STATED EXERCISE -
Copy out everything from the line containing "TARGET = storefront sign" down to the end of the rows, requests included, and scale each pin coordinate in the answers by 2.1, rounding to whole numbers with halves going up. Leave the numbers in the requests and their samples unchanged.
* Start RECORDS SHOWN *
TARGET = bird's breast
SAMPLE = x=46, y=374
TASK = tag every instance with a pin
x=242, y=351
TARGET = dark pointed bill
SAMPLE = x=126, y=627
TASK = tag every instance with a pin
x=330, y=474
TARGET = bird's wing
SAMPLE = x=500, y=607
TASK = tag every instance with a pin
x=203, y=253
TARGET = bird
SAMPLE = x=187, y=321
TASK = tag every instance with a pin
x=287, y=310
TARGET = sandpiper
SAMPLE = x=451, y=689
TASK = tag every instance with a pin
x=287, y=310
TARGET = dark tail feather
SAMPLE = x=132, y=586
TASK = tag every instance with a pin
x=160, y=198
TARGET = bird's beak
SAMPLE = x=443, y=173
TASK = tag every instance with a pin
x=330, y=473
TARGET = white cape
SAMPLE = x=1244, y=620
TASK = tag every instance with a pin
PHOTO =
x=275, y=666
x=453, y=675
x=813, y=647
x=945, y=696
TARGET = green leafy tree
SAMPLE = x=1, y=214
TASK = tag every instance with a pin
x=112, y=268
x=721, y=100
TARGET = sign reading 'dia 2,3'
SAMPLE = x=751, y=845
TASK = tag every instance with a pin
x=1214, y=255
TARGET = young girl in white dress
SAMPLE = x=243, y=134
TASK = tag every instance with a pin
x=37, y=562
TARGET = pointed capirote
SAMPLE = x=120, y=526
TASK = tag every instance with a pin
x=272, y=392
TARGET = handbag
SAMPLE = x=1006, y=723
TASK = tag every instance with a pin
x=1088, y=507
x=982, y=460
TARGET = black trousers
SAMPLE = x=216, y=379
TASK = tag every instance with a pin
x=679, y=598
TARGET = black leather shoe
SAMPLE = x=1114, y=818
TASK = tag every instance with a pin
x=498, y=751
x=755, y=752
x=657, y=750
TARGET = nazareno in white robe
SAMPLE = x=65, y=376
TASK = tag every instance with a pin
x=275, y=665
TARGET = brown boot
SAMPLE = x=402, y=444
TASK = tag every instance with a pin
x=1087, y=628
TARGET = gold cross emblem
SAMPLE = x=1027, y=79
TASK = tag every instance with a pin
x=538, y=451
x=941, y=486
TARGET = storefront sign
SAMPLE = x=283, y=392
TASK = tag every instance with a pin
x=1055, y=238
* End RECORDS SHOWN *
COMPLETED EXERCISE -
TARGET = storefront sign
SAMPLE = x=283, y=392
TASK = tag every instance with a pin
x=2216, y=500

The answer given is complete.